▸ Recorded data:
+ + + + + + +

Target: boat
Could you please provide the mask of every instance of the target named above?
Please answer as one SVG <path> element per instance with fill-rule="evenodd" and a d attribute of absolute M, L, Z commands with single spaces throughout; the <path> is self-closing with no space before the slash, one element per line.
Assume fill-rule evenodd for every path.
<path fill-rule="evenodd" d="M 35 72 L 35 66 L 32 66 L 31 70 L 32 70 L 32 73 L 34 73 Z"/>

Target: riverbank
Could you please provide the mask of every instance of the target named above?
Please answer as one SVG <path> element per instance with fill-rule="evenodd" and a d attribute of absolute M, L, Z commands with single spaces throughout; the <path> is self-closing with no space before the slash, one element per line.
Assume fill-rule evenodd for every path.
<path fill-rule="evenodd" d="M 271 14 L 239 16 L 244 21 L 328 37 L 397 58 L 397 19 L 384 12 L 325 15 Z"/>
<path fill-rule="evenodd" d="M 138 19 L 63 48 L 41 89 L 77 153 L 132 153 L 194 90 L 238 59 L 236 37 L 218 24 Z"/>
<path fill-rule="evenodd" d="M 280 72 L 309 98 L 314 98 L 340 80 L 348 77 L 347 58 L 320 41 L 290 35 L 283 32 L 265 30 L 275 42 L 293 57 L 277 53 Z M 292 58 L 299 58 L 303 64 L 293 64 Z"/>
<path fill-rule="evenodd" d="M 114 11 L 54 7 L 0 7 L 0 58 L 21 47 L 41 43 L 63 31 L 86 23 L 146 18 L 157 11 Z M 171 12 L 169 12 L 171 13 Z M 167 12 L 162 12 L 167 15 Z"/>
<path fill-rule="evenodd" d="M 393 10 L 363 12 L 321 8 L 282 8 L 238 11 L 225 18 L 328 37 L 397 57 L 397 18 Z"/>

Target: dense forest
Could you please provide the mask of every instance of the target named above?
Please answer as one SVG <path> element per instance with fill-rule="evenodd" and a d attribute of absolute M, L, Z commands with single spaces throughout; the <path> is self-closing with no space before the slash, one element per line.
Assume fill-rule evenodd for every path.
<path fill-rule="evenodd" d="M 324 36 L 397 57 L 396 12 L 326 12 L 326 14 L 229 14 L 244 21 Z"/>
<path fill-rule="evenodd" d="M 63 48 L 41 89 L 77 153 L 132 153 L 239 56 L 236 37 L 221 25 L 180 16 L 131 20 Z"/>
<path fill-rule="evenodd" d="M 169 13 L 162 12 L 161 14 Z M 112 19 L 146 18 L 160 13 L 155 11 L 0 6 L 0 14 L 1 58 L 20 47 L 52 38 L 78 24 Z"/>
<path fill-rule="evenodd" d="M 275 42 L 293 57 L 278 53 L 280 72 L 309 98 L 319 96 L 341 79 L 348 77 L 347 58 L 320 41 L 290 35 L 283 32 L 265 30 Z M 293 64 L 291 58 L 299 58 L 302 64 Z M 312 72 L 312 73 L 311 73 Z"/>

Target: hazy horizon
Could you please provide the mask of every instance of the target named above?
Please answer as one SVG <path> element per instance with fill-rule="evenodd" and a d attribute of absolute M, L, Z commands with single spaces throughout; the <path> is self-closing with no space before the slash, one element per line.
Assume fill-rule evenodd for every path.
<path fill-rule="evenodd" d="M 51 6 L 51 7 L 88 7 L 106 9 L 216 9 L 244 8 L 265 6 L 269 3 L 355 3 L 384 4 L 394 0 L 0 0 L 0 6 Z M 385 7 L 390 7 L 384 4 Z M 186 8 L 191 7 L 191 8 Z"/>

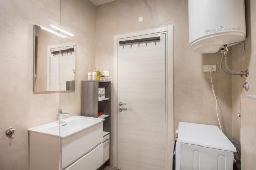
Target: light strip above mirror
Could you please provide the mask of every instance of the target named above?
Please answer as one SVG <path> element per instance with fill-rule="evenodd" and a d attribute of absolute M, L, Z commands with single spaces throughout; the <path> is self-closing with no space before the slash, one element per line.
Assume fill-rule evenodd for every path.
<path fill-rule="evenodd" d="M 68 34 L 68 35 L 70 35 L 70 36 L 71 36 L 72 37 L 74 36 L 74 35 L 73 34 L 71 34 L 71 33 L 68 32 L 67 31 L 65 31 L 65 30 L 64 30 L 63 29 L 61 29 L 60 28 L 59 28 L 59 27 L 57 27 L 56 26 L 54 26 L 54 25 L 51 24 L 51 25 L 50 25 L 50 26 L 51 26 L 51 27 L 52 27 L 56 29 L 57 30 L 60 31 L 60 32 L 63 32 L 63 33 L 65 33 L 67 34 Z"/>
<path fill-rule="evenodd" d="M 41 27 L 41 28 L 42 29 L 44 29 L 44 30 L 46 30 L 47 31 L 49 31 L 50 33 L 52 33 L 54 34 L 55 35 L 58 35 L 59 36 L 61 37 L 62 38 L 66 38 L 66 37 L 65 37 L 64 35 L 63 35 L 62 34 L 59 34 L 58 33 L 56 33 L 56 32 L 55 32 L 54 31 L 53 31 L 52 30 L 48 29 L 47 28 L 45 28 L 45 27 Z"/>

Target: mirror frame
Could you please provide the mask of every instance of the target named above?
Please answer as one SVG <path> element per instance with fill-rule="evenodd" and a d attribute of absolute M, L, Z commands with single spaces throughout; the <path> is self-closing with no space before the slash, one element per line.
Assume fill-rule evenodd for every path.
<path fill-rule="evenodd" d="M 63 90 L 61 91 L 35 91 L 35 36 L 36 36 L 36 26 L 41 27 L 41 26 L 37 24 L 33 24 L 33 91 L 34 94 L 51 94 L 51 93 L 73 93 L 75 92 L 75 90 Z M 70 37 L 67 37 L 67 38 L 69 38 L 70 40 L 73 40 Z M 76 70 L 76 43 L 74 41 L 75 45 L 76 46 L 76 51 L 74 52 L 75 53 L 75 70 Z M 59 42 L 59 46 L 60 47 L 60 45 L 61 44 L 61 41 Z M 75 84 L 76 84 L 76 82 L 77 82 L 76 79 L 75 79 Z"/>

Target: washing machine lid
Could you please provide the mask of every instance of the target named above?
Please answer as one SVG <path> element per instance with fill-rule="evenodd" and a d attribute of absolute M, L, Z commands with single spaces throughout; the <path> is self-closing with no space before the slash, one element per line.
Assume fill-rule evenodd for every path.
<path fill-rule="evenodd" d="M 179 142 L 236 152 L 236 147 L 216 126 L 179 123 Z"/>

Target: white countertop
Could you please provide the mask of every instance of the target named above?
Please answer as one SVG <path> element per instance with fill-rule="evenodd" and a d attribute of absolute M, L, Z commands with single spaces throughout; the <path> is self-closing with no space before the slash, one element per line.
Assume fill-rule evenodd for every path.
<path fill-rule="evenodd" d="M 62 119 L 60 125 L 55 121 L 29 128 L 28 131 L 66 138 L 104 120 L 103 118 L 74 116 Z"/>

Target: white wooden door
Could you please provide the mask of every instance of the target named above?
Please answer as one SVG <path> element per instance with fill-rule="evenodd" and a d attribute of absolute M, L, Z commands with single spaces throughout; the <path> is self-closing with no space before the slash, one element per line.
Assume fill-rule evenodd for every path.
<path fill-rule="evenodd" d="M 119 46 L 117 53 L 118 167 L 166 169 L 166 34 L 156 42 Z"/>

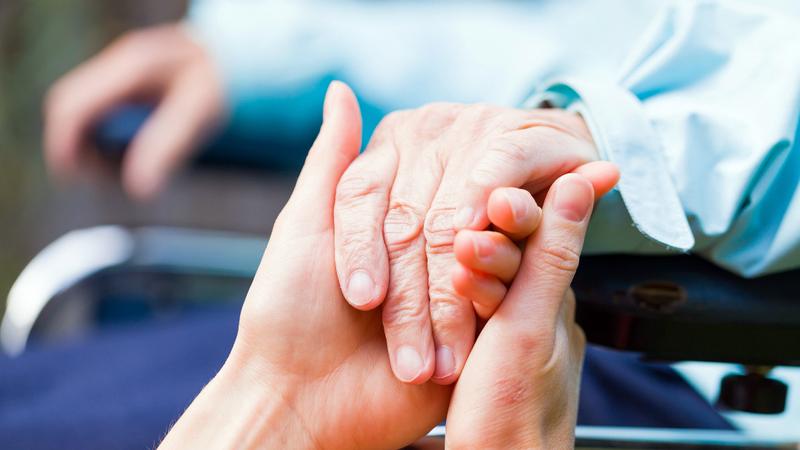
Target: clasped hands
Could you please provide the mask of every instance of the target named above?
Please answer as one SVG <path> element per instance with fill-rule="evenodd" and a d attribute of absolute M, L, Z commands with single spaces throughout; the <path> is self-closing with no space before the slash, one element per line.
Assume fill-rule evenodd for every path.
<path fill-rule="evenodd" d="M 561 111 L 442 104 L 360 136 L 332 83 L 231 354 L 162 447 L 399 448 L 445 416 L 452 448 L 570 447 L 569 284 L 616 170 Z"/>

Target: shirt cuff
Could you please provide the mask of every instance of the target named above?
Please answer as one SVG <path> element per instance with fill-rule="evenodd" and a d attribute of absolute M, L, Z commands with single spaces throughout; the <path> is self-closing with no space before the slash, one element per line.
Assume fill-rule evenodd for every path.
<path fill-rule="evenodd" d="M 685 252 L 694 246 L 694 236 L 667 170 L 658 136 L 632 93 L 613 83 L 564 79 L 545 85 L 526 102 L 529 107 L 544 105 L 581 114 L 601 158 L 620 169 L 616 192 L 601 200 L 596 209 L 599 214 L 593 220 L 593 224 L 597 223 L 599 215 L 614 223 L 611 228 L 598 224 L 606 229 L 600 233 L 602 238 L 614 241 L 600 244 L 600 248 L 606 247 L 606 251 L 658 248 L 641 236 L 666 246 L 661 250 Z M 624 207 L 619 207 L 618 201 L 614 205 L 615 198 Z M 628 216 L 620 217 L 624 210 Z M 633 233 L 625 233 L 625 228 Z M 587 239 L 589 242 L 597 241 Z"/>

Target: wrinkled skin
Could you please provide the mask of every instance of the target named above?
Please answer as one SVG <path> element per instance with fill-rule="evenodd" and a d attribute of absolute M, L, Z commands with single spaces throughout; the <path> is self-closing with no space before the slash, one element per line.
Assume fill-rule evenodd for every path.
<path fill-rule="evenodd" d="M 487 227 L 496 188 L 541 199 L 596 159 L 583 120 L 566 111 L 443 103 L 386 117 L 339 183 L 336 267 L 354 307 L 383 306 L 399 379 L 452 383 L 472 348 L 473 302 L 451 281 L 456 231 Z M 616 178 L 590 181 L 602 195 Z"/>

+ + + + + + +

▸ Instructions for the task:
Copy the items word for word, starting from the first line and ending with the line that contains "35 72 L 35 66", with that line included.

▸ Worked answer:
Target: boat
Could you please provide the mask of every instance of the target named above?
Please answer as one SVG <path> element per instance with fill-rule="evenodd" and a d attribute of absolute M, L, Z commands with single spaces throughout; the <path> is self-closing with no space before the slash, one element per line.
Assume fill-rule evenodd for every path.
<path fill-rule="evenodd" d="M 35 72 L 35 66 L 32 66 L 31 70 L 32 70 L 32 73 L 34 73 Z"/>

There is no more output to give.